## Work to do
Everything from the line that contains "man's arm shown in this photo." through the final line of the records should be written out exactly, and nothing outside that span.

## Records from a data collection
====

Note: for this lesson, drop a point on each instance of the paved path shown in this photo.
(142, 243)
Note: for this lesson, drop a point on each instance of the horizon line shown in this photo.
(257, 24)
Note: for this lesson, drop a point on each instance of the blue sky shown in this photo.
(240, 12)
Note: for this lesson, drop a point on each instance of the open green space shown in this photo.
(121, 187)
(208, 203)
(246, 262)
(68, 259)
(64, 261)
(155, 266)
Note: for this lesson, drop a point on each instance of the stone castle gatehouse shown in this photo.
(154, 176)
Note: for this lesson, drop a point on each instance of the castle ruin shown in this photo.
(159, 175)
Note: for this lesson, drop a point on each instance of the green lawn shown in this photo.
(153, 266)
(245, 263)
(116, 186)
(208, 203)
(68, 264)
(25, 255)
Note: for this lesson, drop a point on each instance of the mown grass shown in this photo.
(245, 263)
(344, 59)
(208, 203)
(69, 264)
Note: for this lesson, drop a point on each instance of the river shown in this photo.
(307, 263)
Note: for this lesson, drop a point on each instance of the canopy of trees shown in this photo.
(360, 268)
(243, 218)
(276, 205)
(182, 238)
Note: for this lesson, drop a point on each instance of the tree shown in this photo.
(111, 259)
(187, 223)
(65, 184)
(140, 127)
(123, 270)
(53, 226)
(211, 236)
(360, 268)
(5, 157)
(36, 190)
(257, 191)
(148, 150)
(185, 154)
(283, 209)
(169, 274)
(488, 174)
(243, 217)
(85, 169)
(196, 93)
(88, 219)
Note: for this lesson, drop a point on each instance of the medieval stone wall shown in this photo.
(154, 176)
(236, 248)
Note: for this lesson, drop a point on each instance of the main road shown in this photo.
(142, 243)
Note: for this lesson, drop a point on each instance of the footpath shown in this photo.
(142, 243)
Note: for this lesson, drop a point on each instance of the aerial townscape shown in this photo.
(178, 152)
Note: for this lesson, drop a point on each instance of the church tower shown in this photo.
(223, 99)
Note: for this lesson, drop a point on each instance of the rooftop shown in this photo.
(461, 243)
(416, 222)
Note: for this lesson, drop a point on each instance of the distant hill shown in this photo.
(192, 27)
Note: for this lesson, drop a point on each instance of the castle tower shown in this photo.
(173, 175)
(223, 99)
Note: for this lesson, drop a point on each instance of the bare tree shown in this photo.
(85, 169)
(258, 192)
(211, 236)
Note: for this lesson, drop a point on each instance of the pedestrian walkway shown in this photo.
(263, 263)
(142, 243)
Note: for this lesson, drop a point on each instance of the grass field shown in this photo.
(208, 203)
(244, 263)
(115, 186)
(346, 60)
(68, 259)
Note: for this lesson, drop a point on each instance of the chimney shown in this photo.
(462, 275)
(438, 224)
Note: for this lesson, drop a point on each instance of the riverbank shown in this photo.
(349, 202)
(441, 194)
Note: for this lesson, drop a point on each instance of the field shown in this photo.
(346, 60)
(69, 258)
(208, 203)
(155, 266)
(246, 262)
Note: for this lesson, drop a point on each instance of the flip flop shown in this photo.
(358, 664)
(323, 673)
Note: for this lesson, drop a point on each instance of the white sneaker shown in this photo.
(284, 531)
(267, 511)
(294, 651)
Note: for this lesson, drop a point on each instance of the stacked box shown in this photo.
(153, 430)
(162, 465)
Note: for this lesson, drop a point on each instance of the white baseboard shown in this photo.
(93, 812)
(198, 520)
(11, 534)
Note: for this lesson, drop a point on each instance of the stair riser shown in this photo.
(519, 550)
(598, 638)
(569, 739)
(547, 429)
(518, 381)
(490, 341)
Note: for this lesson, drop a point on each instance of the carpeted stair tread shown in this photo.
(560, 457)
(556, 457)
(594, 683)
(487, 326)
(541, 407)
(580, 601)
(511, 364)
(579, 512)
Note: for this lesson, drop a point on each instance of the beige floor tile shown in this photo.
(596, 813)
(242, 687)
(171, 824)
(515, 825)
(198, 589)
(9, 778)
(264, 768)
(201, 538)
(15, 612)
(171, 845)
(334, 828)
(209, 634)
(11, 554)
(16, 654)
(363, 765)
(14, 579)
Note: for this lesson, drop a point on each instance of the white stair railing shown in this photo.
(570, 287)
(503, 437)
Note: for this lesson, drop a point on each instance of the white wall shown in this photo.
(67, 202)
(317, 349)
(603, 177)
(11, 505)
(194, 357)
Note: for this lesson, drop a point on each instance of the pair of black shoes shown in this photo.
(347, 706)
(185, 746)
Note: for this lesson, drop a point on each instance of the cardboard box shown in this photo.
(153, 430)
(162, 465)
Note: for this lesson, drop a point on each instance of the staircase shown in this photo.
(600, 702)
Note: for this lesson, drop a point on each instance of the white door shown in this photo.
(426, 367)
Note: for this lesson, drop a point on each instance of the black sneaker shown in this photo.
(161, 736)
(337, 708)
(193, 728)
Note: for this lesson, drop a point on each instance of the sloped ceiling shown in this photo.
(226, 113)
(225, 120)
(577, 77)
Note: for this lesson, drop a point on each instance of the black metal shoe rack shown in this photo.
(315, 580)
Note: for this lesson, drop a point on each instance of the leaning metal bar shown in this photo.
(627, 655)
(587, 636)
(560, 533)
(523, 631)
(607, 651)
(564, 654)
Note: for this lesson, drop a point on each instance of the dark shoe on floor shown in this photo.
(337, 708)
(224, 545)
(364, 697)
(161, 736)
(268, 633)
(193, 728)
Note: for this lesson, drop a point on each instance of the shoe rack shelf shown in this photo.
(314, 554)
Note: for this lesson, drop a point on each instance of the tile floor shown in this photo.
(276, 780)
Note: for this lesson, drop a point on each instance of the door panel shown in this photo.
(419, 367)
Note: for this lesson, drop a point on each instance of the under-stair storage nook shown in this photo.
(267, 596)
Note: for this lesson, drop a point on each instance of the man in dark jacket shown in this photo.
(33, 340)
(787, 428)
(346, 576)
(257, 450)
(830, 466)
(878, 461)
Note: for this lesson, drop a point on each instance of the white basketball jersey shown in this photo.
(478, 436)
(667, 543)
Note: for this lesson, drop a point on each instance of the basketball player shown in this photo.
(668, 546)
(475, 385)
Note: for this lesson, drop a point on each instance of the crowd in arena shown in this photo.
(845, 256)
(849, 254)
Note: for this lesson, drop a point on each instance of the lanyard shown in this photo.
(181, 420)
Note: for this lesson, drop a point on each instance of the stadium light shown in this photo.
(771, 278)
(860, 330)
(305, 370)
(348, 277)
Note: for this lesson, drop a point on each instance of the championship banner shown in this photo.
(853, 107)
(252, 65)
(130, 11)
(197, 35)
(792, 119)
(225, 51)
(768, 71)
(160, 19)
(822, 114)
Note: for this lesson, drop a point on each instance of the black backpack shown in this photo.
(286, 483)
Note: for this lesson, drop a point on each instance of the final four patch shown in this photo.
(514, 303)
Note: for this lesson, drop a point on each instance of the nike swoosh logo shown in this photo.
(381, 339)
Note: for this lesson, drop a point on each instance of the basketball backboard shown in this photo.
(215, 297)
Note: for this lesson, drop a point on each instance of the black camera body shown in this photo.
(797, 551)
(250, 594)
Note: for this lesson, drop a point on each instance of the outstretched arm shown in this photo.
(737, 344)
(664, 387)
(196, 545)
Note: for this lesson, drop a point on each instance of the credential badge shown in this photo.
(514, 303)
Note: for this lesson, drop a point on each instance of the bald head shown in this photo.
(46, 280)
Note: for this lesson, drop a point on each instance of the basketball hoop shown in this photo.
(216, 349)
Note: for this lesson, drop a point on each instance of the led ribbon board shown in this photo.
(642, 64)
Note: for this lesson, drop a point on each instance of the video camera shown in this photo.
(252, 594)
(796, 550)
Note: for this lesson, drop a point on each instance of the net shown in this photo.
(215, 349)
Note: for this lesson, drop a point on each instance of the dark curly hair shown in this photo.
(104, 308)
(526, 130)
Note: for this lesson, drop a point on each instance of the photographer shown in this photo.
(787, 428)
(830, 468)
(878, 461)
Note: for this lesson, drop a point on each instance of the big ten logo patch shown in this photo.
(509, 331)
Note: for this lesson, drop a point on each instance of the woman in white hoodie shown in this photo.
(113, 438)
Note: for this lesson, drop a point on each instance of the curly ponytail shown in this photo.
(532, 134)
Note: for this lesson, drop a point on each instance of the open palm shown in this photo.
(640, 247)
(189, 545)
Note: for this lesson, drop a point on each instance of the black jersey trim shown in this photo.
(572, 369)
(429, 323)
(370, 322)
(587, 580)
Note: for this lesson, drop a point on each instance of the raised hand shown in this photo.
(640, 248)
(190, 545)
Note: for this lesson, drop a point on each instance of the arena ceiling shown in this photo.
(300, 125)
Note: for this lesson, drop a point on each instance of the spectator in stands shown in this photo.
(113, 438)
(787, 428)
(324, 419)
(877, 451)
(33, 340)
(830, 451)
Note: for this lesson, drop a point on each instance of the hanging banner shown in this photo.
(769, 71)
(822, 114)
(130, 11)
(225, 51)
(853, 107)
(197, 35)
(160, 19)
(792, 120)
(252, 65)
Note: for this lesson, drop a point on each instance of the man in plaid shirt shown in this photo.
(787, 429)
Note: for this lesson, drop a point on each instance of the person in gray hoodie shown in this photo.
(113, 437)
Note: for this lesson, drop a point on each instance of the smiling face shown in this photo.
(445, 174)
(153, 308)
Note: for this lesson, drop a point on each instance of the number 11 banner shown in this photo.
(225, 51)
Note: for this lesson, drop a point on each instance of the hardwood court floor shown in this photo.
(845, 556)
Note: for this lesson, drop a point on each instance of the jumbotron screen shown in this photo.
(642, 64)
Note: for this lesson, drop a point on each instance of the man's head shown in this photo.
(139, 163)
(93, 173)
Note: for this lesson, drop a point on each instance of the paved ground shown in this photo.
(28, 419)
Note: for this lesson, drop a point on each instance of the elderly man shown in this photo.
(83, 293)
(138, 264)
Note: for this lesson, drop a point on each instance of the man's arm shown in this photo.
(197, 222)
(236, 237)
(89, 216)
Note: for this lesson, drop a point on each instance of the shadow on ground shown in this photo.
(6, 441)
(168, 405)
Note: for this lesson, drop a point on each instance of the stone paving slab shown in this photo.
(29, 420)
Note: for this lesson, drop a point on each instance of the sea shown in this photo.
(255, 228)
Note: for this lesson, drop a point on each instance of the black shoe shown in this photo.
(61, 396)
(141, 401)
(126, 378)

====

## Solution for this problem
Note: for this lesson, drop a point on each instance of the man's arm shown in this photo.
(197, 222)
(236, 237)
(89, 216)
Note: for this lesson, drop a point on each instance of the shadow on ground shown in this photo.
(6, 441)
(168, 405)
Note: for this lesson, drop a point on each instance of the stone paving slab shown in this photo.
(29, 420)
Note: for this lesson, drop a point on each instance of the sea shown in this photo.
(255, 228)
Note: for this lesson, drop a point on each instance of the black shoe shown in this photo.
(61, 396)
(141, 401)
(126, 378)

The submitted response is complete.